----- Selected text

MGP submits that the second and third categories are relevant in this case. It also submits that the ‘ultimate criterion’ for the grant of leave to reopen a case is the interests of justice.
The Authority disputes that the overriding principle is whether the interests of justice are better served by allowing or rejecting the application for leave to reopen. According to the Authority, High Court authority makes it clear that a case can only be reopened in exceptional circumstances, having regard to the public interest in the finality of litigation. The starting point is not what the interests of justice in the particular case require, because the High Court has said that there is a more important interest which takes priority. That is why exceptional circumstances are required.
The passage in Bradshaw relied upon by MGP was referred to with approval by the Court of Appeal in Spotlight Pty Ltd v NCON Australia Ltd.[4] It was more recently quoted with approval by the Court of Appeal in David Wellesley Marriner v Australian Super Developments Pty Ltd,[5] less the final sentence concerning the ‘interests of justice’. In Marriner, the Court of Appeal went on to state:[6]
Where a case has been closed and judgment reserved, exceptional circumstances will be required for a court to allow the case to be reopened. This rule applies with even greater force where reasons for judgment have already been delivered but final orders have not yet been made. The rule is necessary to ensure finality in litigation and the efficient administration of justice, and to avoid a reopened hearing being ‘bedevilled by arguments about … the scope of the reopened proceeding’.
[4](2012) 46 VR 1, 7 [25].
[5][2016] VSCA 141.
[6]Ibid [185], referring to Spotlight Pty Ltd v NCON Australia Ltd (2012) 46 VR 1, 5 [17]–[18].
The Court of Appeal has thereby reconciled the law as described in Bradshaw with the requirement for exceptional circumstances. The public interest in the finality of litigation militates against permitting cases that have been fully argued to be reopened. In order for matters relevant to the interests of the party to outweigh the public interest in the finality of litigation, those matters must be weighty indeed, that is, they must be exceptional.
The Authority makes two further submissions in relation to the application of the test in this case. It says, first, that any misapprehension of fact or law must be a misapprehension by the court, not the parties. Secondly, a party cannot rely on a misapprehension of fact or law that arises solely from the party’s own default or neglect. In this case, so the Authority contends, MGP falls at both hurdles.
The Authority relied, in particular, on the judgment of Mason CJ in Autodesk Inc v Dyason,[7] where his Honour said that the jurisdiction to reopen was to be exercised with great caution, having regard to the finality of litigation, and that ‘[g]enerally speaking, it will not be exercised unless the applicant can show that by accident without fault on his part he has not been heard.’[8] His Honour restated this proposition a little later in his judgment:[9]
What must emerge, in order to enliven the exercise of the jurisdiction, is that the Court has apparently proceeded according to misapprehension of the facts or the relevant law and that the misapprehension cannot be attributed solely to the neglect or default of the party seeking the rehearing.
[7](1993) 176 CLR 300.
[8]Referring to Wentworth v Woollahra Municipal Council (1982) 149 CLR 672, 684. Justice Dawson set out the out the relevant passage in his judgment at 317.
[9]Ibid 303.
Further, in De L v Director General, New South Wales Department of Community Services & Anor [No 2],[10] the High Court again emphasised that a heavy burden is cast upon the applicant for reopening to show that such an exceptional course is required ‘without fault on his part’, that is, ‘without attribution of neglect or default to the party seeking reopening’.[11]
[10](1997) 190 CLR 207 (‘De L’).

----------

Problem A:
Answer these questions about the excerpt on reopening a case:
(i) What does MGP submit is the "ultimate criterion" for granting leave to reopen a case?
(ii) According to the passage quoted from Marriner, what is required before a court will allow a case to be reopened once it has been closed and judgment reserved?
(iii) Whose judgment in Autodesk Inc v Dyason did the Authority particularly rely on?
Problem B: Carry on the excerpt on reopening a case from the point where it ends.

----- Excerpted data

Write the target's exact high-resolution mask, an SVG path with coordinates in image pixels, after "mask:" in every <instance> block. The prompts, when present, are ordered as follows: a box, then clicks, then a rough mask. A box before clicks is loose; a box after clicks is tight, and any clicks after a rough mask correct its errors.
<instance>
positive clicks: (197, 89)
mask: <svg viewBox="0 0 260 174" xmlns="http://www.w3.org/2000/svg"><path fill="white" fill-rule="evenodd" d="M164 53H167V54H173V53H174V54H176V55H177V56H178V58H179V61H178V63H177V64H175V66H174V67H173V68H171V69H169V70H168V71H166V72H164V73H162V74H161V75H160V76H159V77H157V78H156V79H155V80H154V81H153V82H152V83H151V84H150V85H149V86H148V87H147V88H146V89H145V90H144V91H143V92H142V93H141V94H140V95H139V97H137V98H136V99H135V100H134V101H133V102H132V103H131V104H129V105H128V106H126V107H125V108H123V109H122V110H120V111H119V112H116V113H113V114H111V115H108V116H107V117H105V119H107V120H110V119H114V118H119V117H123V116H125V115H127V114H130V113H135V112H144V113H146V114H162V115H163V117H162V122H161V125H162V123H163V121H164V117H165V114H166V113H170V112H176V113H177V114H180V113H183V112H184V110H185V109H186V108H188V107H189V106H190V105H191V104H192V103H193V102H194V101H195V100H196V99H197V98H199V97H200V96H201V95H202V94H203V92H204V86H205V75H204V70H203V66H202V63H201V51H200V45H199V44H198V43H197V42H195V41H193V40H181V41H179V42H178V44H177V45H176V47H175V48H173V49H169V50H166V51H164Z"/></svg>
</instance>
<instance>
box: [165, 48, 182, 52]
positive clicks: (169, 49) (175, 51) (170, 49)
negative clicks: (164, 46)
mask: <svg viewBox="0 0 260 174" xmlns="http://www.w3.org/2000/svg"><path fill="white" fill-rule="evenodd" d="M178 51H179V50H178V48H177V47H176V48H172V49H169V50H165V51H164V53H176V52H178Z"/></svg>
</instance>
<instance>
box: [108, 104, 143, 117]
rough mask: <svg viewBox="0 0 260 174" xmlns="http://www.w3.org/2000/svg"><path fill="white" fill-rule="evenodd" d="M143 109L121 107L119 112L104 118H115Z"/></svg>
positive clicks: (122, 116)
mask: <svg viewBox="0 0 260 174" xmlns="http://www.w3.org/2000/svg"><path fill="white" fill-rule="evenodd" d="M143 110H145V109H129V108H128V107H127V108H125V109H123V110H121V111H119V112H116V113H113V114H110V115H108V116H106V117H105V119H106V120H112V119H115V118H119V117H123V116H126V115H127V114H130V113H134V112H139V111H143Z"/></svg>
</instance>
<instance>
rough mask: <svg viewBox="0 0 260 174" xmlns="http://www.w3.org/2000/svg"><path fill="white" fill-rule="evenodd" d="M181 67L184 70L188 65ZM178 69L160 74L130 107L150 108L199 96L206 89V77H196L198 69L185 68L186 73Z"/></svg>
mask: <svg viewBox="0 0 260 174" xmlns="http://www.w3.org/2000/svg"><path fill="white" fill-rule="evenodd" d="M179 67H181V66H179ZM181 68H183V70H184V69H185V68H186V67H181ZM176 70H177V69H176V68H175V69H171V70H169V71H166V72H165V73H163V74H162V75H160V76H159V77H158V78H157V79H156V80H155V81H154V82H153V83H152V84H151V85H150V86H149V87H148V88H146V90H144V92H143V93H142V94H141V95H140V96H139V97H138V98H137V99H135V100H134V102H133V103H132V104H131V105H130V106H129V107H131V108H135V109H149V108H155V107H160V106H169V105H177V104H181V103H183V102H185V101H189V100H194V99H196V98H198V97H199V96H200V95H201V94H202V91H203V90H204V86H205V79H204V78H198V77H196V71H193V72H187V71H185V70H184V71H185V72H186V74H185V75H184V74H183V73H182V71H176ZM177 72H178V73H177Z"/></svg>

----------

Answer box A:
(i) The interests of justice.
(ii) Exceptional circumstances.
(iii) The judgment of Mason CJ.

Answer box B:
[11]Ibid 215.
However, in De L, the High Court permitted argument to be reopened on a costs order to enable a party to raise a statutory provision it had previously neglected to raise. It did so in circumstances where there was a risk of injustice, the order on its face being contrary to a statutory rule. The oversight was described as ‘accidental’. Summarising the law in relation to the reopening of a final order, the High Court expressed its power broadly as follows:[12]
The power of this Court to reopen its judgments or orders is not in doubt. The Court may do so if it is convinced that, in its earlier consideration of the point, it has proceeded ‘on a misapprehension as to the facts or the law’, where ‘there is some matter calling for review’ or where ‘the interests of justice so require’.
[12]De L, 215.
The High Court then referred to the heavy burden cast on the applicant for reopening and the need to show that such an exceptional course is required without fault on his or her part. It continued:[13]
By such expressions of the power to reopen final orders, courts seek to recognise competing objectives of the law. On the one hand, there is the principal of finality of litigation which reinforces the respect that should be shown to orders, final on their face, addressed to the world at large and upon which conduct may be ordered reliant upon their binding authority. On the other hand, courts recognise that accidents and oversights can sometimes occur which, unrepaired, will occasion an injustice.
[13]Ibid.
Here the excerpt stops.